* _EXCERPTED TEXT_
==*==
I will use SQLFluff command-line interface for simplicity. Note that for the command to work, you must have Python installed and SQLFluff module in the Python environment. If you are interested in running these commands or installing SQLFluff, you can follow this guide. The following command will output the issues the linter detects sqlfluff lint --dialect sparksql horrendous_query.sql

== [horrendous_query.sql] FAIL                                                                                                                   
L:   2 | P:   1 | CP01 | Keywords must be consistently lower case.
                       | [capitalisation.keywords]
L:   2 | P:   1 | LT02 | Expected indent of 4 spaces. [layout.indent]
L:   2 | P:  27 | LT14 | The 'where' keyword should always start a new line.
                       | [layout.keyword_newline]
L:   4 | P:   1 | LT08 | Blank line expected but not found after CTE closing
                       | bracket. [layout.cte_newline]
L:   6 | P:   5 | RF02 | Unqualified reference 'order_id' found in select with
                       | more than one referenced table/view.
                       | [references.qualification]
L:   7 | P:   9 | RF02 | Unqualified reference 'order_amount' found in select
                       | with more than one referenced table/view.
                       | [references.qualification]
L:   9 | P:   8 | LT02 | Expected line break and no indent before 'join'.
                       | [layout.indent]
L:   9 | P:   9 | AM05 | Join clauses should be fully qualified.
                       | [ambiguous.join]
L:   9 | P:   9 | AM08 | Implicit cross join detected.
                       | [ambiguous.join_condition]
L:   9 | P:  14 | AL04 | Duplicate table alias 'cte'. Table aliases should be
                       | unique. [aliasing.unique.table]
L:  10 | P:  12 | LT14 | The 'order' keyword should always start a new line.
                       | [layout.keyword_newline]
L:  10 | P:  18 | CP01 | Keywords must be consistently lower case.
                       | [capitalisation.keywords]
L:  10 | P:  27 | LT12 | Files must end with a single trailing newline.
==*==
* _INFORMATION SUPPLIED_
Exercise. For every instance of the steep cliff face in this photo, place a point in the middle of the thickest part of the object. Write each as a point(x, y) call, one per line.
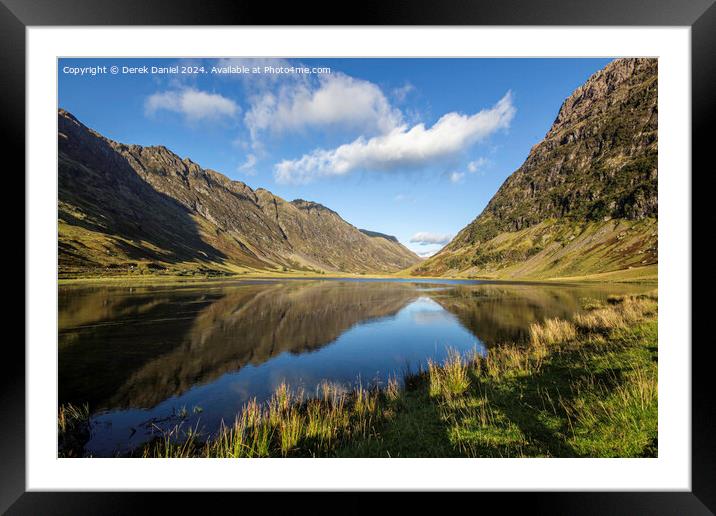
point(127, 208)
point(585, 199)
==*==
* _PROBLEMS TO SOLVE_
(a) Please quote the SQLFluff excerpt between "I will use SQLFluff" and "The 'where' keyword should always start a new line.", inclusive.
(b) Answer these questions from the SQLFluff excerpt:
(i) Which dialect does the lint command specify?
(ii) What rule code is reported for the implicit cross join?
(iii) Which table alias is flagged as a duplicate?
(c) Carry the SQLFluff excerpt on from its last line.
The material is separate from the SQLFluff excerpt.

* _RESPONSE LIST_
(a)
I will use SQLFluff command-line interface for simplicity. Note that for the command to work, you must have Python installed and SQLFluff module in the Python environment. If you are interested in running these commands or installing SQLFluff, you can follow this guide. The following command will output the issues the linter detects sqlfluff lint --dialect sparksql horrendous_query.sql

== [horrendous_query.sql] FAIL                                                                                                                   
L:   2 | P:   1 | CP01 | Keywords must be consistently lower case.
                       | [capitalisation.keywords]
L:   2 | P:   1 | LT02 | Expected indent of 4 spaces. [layout.indent]
L:   2 | P:  27 | LT14 | The 'where' keyword should always start a new line.

(b)
(i) sparksql
(ii) AM08
(iii) 'cte'

(c)
                       | [layout.end_of_file]
All Finished 📜 🎉!

As expected, we get many warnings and errors. For each one, we get the line where the error appears (L), the position in the line (P), and the type of rule causing the error. For example, the first one is ( L: 2 | P: 1 | CP01 ) which indicate the error occurs on line 2, position 1 and its a capitalization error. Apparently because keywords must be in lowercase according to the coding style rules. Many of such errors are related to formatting, and not related with the content or logic of the query itself, so we can fix them by formatting the query with the following command sqlfluff format --dialect sparksql horrendous_query.sql which will format the file according to the style guide and overwritte it. The result of the command:

==== finding fixable violations ====
== [horrendous_query.sql] FAIL                                                                                                                              
L:   2 | P:   1 | CP01 | Keywords must be consistently lower case.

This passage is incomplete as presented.